§ **What to work on**
(a) In the book blog excerpt, who hosts Teaser Tuesdays?
(b) Please rewrite the book blog excerpt from "October 1, 2010" up to and including "I started it.", replacing "ghost story" with "love story".

§ **Exercise text**

+--

You can see more Wordless Wednesday at the headquarters.

October 5, 2010

Teaser Tuesday - Boneshaker by Cherie Priest

Today is Teaser Tuesday. Teaser Tuesdays are hosted by MizB at Should Be Reading.

It asks us to:


(1) Grab our current reads.

(2) Let the book fall open to a random page.

(3) Share two (or three) teaser sentences from that page somewhere between lines 7 and 12 (avoiding spoilers).
We're also supposed to share the book title and author so others can find the book themselves.

I was THIS CLOSE to sharing a teaser from the non-fiction twins book I'm reading now, but am really trying to separate all the twin-baby-type stuff over to TexasRed and the Twins. So, here's my teaser for today from Boneshaker by Cherie Priest.

Zeke continued. "Once everyone understood about the Blight, they evacuated everything they could, right? They cleared out the hospital and even the jail, but the people stuck at the station -- the folks who'd gotten arrested, but not charged with anything yet -- they just left them there, locked up. And they couldn't get away. The Blight was coming, and everyone knew it. All those people in there, they were jsut going to die."

You can find my non-fiction twin teaser over at TexasRed and the Twins.



October 4, 2010

RIP V -- Library Loot

I'm taking part in the Readers Imbibing Peril (R.I.P.) challenge hosted by Carl over at Stainless Steel Droppings, but was having a hard time finding appropriate books. So, I hit the library at the end of last week and now have these beauties waiting in my TBR for me this month:

Elizabeth Peters -- The Laughter of Dead Kings

October 1, 2010

A Blessing on the Moon -- RIP Challenge

Just in time for the start of October, today I'm posting my first review for the fifth annual Readers Imbibing Peril (R.I.P.) challenge hosted by Carl over at Stainless Steel Droppings.

I picked up A Blessing on the Moon by Jospeh Skibell last year (I think at the local library book sale). As with many books, I think I picked this one based on the cover (no matter the old saying, this is why graphic designers are so important). I saw that the book had been compared to a Chagall painting -- which is an interesting concept to me -- but did not realize that the book was a ghost story until I started it.

+--

§ **Data extracts**
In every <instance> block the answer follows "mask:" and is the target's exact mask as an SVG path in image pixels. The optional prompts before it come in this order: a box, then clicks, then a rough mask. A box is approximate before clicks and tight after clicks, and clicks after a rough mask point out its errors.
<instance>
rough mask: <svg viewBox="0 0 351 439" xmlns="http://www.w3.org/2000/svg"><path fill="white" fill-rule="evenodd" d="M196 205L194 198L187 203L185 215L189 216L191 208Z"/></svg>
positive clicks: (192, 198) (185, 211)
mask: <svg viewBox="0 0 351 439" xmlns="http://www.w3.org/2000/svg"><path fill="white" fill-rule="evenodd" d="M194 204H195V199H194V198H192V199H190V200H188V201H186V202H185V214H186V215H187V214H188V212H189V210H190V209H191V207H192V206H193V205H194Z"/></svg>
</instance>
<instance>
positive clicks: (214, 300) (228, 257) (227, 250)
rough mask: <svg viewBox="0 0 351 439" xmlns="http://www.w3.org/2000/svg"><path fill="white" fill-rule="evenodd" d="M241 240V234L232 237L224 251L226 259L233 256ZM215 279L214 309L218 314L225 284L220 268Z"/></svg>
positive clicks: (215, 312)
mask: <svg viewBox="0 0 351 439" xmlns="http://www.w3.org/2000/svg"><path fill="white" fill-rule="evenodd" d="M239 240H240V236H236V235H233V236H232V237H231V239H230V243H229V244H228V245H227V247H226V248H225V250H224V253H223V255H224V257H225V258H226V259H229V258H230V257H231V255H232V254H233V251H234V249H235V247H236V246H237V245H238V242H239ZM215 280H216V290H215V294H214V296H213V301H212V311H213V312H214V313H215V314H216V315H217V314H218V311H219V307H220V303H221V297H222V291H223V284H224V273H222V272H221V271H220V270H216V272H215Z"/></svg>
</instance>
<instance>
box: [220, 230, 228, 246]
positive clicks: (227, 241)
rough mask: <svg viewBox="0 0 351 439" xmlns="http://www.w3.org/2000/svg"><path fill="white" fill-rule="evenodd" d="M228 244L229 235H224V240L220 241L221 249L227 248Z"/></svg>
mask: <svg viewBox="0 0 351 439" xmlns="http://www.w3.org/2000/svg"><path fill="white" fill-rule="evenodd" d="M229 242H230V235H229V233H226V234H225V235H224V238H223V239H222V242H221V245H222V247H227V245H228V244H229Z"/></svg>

+--

§ **Task-by-task results**
(a) MizB at Should Be Reading hosts Teaser Tuesdays.

(b)
October 1, 2010

A Blessing on the Moon -- RIP Challenge

Just in time for the start of October, today I'm posting my first review for the fifth annual Readers Imbibing Peril (R.I.P.) challenge hosted by Carl over at Stainless Steel Droppings.

I picked up A Blessing on the Moon by Jospeh Skibell last year (I think at the local library book sale). As with many books, I think I picked this one based on the cover (no matter the old saying, this is why graphic designers are so important). I saw that the book had been compared to a Chagall painting -- which is an interesting concept to me -- but did not realize that the book was a love story until I started it.